Point annotation records:
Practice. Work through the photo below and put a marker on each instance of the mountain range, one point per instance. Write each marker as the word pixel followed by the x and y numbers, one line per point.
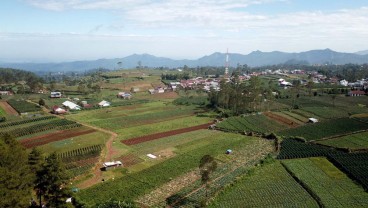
pixel 253 59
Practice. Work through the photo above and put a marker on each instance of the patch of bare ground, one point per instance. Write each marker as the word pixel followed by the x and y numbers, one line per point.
pixel 254 152
pixel 165 191
pixel 8 109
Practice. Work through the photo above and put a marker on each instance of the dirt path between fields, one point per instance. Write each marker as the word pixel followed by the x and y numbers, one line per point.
pixel 8 109
pixel 106 155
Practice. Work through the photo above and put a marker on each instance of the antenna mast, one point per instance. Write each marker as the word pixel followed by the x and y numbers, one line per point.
pixel 227 63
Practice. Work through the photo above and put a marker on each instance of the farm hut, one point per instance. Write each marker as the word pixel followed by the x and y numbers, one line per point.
pixel 6 93
pixel 71 105
pixel 355 93
pixel 104 103
pixel 135 89
pixel 55 95
pixel 312 120
pixel 57 110
pixel 112 164
pixel 151 91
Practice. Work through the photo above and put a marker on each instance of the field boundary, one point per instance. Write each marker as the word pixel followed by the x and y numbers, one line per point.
pixel 151 137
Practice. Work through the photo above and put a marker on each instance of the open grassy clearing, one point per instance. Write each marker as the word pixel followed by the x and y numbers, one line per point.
pixel 327 112
pixel 133 185
pixel 177 123
pixel 253 123
pixel 353 141
pixel 325 129
pixel 94 138
pixel 266 186
pixel 328 184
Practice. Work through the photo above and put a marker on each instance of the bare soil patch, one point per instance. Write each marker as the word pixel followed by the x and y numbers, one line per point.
pixel 52 137
pixel 146 138
pixel 281 119
pixel 8 109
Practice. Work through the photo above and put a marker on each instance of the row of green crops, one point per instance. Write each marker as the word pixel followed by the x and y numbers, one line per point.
pixel 22 106
pixel 60 124
pixel 292 148
pixel 15 123
pixel 325 129
pixel 80 153
pixel 354 164
pixel 240 163
pixel 268 186
pixel 353 141
pixel 252 123
pixel 136 120
pixel 328 184
pixel 133 185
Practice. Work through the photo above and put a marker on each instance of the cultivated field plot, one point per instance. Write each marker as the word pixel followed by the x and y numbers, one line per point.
pixel 132 116
pixel 6 109
pixel 326 129
pixel 187 156
pixel 269 186
pixel 252 123
pixel 327 112
pixel 22 106
pixel 332 187
pixel 353 141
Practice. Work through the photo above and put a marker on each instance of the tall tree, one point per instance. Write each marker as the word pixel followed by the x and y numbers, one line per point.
pixel 207 165
pixel 52 182
pixel 15 175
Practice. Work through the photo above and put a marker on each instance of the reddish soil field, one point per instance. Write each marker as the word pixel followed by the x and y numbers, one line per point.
pixel 53 137
pixel 281 119
pixel 142 139
pixel 129 160
pixel 8 109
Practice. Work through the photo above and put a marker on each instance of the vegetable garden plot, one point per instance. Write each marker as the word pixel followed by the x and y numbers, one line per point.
pixel 353 142
pixel 354 164
pixel 129 160
pixel 269 186
pixel 325 129
pixel 57 136
pixel 164 134
pixel 59 124
pixel 330 186
pixel 136 184
pixel 254 123
pixel 22 106
pixel 7 108
pixel 281 119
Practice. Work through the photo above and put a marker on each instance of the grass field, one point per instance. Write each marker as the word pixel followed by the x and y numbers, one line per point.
pixel 325 129
pixel 353 141
pixel 327 183
pixel 133 185
pixel 268 186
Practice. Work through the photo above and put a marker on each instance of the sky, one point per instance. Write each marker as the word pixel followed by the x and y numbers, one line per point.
pixel 70 30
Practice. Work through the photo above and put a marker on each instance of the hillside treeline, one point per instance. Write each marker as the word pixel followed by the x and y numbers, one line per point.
pixel 241 97
pixel 8 75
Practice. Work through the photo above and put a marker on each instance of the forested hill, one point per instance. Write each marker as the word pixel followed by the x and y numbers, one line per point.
pixel 9 75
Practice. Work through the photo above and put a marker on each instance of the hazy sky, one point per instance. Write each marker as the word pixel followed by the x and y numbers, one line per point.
pixel 67 30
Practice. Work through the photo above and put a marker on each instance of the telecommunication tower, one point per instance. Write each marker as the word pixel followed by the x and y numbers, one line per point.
pixel 227 63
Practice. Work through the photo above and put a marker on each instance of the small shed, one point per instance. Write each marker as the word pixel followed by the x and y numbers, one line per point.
pixel 104 103
pixel 57 110
pixel 71 105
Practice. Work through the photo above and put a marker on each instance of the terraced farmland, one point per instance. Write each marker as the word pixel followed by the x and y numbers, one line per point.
pixel 252 123
pixel 267 186
pixel 353 142
pixel 335 127
pixel 328 184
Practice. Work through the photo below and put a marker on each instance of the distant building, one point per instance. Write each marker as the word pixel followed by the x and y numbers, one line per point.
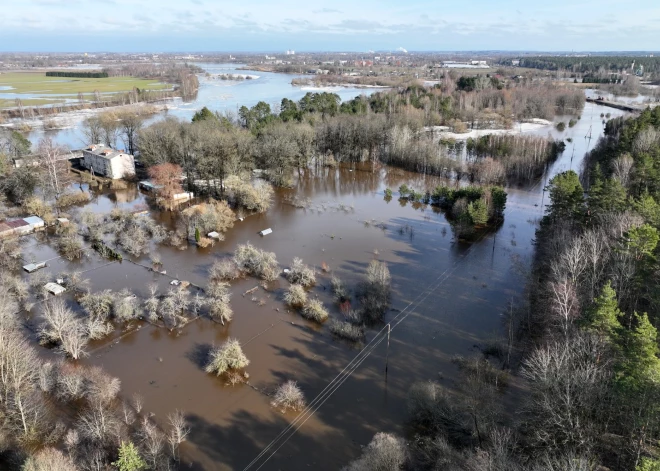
pixel 107 162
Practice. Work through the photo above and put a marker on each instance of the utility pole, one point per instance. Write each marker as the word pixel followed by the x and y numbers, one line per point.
pixel 387 354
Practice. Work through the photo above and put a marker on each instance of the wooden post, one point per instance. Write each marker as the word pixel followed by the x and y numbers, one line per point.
pixel 387 355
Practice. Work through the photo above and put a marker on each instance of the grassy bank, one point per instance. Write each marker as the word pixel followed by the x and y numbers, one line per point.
pixel 35 89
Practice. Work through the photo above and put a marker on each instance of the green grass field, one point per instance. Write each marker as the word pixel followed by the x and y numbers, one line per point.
pixel 35 89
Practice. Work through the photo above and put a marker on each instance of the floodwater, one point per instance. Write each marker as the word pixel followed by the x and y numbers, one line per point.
pixel 214 93
pixel 448 296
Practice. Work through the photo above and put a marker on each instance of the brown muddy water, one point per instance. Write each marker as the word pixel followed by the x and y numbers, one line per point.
pixel 449 296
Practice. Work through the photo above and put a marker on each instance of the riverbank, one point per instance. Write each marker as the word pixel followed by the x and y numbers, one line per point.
pixel 533 125
pixel 70 118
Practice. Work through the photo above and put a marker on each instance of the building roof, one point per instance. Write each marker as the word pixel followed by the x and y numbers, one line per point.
pixel 34 220
pixel 16 223
pixel 101 150
pixel 54 288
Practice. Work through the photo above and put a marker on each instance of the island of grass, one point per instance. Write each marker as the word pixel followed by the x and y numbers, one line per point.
pixel 36 89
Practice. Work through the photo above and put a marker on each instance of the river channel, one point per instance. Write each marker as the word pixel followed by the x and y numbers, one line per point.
pixel 214 93
pixel 448 298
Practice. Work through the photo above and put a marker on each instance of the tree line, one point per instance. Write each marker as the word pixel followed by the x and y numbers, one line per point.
pixel 583 340
pixel 386 127
pixel 591 64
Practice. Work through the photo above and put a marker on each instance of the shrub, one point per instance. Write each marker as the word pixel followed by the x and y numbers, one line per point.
pixel 288 396
pixel 224 270
pixel 338 289
pixel 71 246
pixel 478 211
pixel 219 299
pixel 207 217
pixel 301 274
pixel 315 311
pixel 257 197
pixel 129 458
pixel 296 296
pixel 256 262
pixel 126 306
pixel 98 305
pixel 227 357
pixel 69 199
pixel 346 330
pixel 37 206
pixel 220 310
pixel 49 459
pixel 374 292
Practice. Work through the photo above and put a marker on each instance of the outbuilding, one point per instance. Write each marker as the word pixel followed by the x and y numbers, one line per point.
pixel 35 222
pixel 108 162
pixel 54 288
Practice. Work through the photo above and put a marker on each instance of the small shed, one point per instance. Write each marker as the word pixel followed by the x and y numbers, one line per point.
pixel 146 185
pixel 5 230
pixel 19 227
pixel 54 288
pixel 32 267
pixel 35 222
pixel 183 196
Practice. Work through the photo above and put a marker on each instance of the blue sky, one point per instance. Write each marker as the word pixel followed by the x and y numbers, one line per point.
pixel 339 25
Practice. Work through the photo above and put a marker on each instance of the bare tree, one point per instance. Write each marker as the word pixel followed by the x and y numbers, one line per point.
pixel 384 452
pixel 100 425
pixel 53 158
pixel 179 430
pixel 152 442
pixel 564 304
pixel 568 381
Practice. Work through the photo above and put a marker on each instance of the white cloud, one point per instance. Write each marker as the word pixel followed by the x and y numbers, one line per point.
pixel 421 24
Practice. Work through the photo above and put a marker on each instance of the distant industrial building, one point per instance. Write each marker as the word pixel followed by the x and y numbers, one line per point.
pixel 107 162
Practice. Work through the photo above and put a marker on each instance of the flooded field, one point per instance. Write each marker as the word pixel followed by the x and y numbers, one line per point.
pixel 448 298
pixel 214 93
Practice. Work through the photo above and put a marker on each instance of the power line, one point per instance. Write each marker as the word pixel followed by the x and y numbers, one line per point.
pixel 339 380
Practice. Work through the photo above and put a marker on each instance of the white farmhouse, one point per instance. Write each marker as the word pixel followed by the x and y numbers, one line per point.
pixel 107 162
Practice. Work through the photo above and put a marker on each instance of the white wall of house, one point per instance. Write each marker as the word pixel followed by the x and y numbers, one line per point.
pixel 119 166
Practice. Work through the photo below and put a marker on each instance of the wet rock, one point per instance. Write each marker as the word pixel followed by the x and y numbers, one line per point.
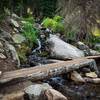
pixel 5 35
pixel 18 38
pixel 76 77
pixel 62 50
pixel 2 56
pixel 52 94
pixel 34 91
pixel 84 47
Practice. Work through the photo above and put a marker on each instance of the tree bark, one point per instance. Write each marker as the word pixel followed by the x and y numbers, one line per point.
pixel 46 71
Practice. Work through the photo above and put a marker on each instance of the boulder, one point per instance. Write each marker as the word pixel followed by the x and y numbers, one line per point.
pixel 34 91
pixel 62 50
pixel 84 48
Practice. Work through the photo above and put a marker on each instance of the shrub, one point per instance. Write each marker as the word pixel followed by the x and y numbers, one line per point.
pixel 29 31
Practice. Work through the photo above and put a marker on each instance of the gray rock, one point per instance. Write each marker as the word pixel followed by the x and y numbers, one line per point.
pixel 62 50
pixel 18 38
pixel 34 91
pixel 52 94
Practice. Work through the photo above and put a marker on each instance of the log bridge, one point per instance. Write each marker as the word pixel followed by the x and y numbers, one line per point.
pixel 47 71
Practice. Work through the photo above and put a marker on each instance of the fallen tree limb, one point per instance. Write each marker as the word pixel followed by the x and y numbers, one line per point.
pixel 46 71
pixel 93 57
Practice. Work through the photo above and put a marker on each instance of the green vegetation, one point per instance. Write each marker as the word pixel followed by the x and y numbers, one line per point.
pixel 55 24
pixel 29 31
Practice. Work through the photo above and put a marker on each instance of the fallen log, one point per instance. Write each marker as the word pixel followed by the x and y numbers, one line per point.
pixel 47 71
pixel 93 57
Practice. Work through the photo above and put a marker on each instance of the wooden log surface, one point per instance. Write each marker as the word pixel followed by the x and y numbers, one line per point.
pixel 45 71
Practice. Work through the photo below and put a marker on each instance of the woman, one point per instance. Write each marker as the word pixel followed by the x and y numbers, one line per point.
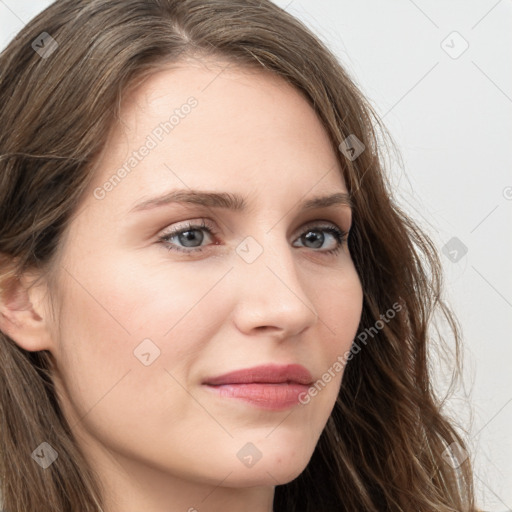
pixel 209 299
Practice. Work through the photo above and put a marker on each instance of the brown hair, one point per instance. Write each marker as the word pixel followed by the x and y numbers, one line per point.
pixel 384 447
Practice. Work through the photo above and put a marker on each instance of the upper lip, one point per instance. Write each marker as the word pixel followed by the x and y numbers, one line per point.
pixel 264 374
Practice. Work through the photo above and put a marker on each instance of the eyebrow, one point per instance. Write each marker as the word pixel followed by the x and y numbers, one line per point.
pixel 233 201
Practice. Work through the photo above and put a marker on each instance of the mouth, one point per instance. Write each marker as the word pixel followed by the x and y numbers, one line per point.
pixel 270 387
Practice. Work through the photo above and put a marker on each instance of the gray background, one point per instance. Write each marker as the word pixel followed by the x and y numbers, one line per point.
pixel 450 114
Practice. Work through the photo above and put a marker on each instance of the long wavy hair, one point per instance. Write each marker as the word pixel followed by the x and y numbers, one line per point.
pixel 386 442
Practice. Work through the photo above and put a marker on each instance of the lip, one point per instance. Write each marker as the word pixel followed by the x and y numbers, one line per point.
pixel 272 387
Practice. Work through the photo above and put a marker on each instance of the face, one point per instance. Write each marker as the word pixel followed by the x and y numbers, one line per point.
pixel 163 298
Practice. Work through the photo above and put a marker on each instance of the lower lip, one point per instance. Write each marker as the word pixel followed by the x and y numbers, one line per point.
pixel 274 397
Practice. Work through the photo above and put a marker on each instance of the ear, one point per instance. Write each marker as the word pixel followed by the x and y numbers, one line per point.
pixel 23 315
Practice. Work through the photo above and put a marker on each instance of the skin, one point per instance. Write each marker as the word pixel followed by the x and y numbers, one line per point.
pixel 160 441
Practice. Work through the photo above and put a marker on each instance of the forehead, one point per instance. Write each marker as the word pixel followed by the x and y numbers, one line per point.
pixel 212 125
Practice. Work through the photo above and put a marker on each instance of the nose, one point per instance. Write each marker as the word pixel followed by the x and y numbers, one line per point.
pixel 271 296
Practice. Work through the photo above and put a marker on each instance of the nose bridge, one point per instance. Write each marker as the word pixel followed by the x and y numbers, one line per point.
pixel 271 291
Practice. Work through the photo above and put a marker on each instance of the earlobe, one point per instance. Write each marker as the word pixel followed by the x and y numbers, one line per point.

▶ _WHAT NEEDS TO BE DONE_: Return, verbatim, the lines of the entries above from the line containing "of the upper" up to and including the line containing "pixel 23 315".

▶ _SOLUTION TO THIS PROBLEM_:
Practice. Work through the photo above and put a marker on each instance of the upper lip, one point per instance. Write each marker as the word pixel followed by the x and y numbers, one line per point.
pixel 264 374
Practice. Work through the photo above and put a marker on each instance of the eyebrow, one point per instance. Write each marker as the word pixel followed by the x and y numbers, one line per point.
pixel 233 201
Practice. Work through the photo above and put a marker on each instance of the mouth, one point per instance. Write each marker as the word pixel followed by the x and y numbers, one line per point.
pixel 270 387
Practice. Work through the photo above and put a marker on each instance of the gray background, one point per instance. Write each marker as the word pixel followed by the x and y numbers, one line per point.
pixel 450 114
Practice. Work through the photo above and put a marker on each instance of the long wavy hair, one point per instance. Write each marker as the word pixel followed by the x and y numbers, one line per point.
pixel 386 442
Practice. Work through the photo above and put a marker on each instance of the lip, one point per instance. Write each marker as the word pixel followed by the x and y numbers, one line per point.
pixel 272 387
Practice. Work through the photo above and put a marker on each instance of the face, one point per instance. Write each marker as the word pixel followed by the x and y numbers, one line per point.
pixel 163 298
Practice. Work through the photo above and put a marker on each instance of the lower lip, one point per instance. Write each marker as the word pixel followed by the x and y numbers, one line per point.
pixel 274 397
Practice. Work through the photo above and put a marker on each instance of the ear, one point per instance. Write each marker as the word pixel followed by the x and y numbers, one line per point.
pixel 23 315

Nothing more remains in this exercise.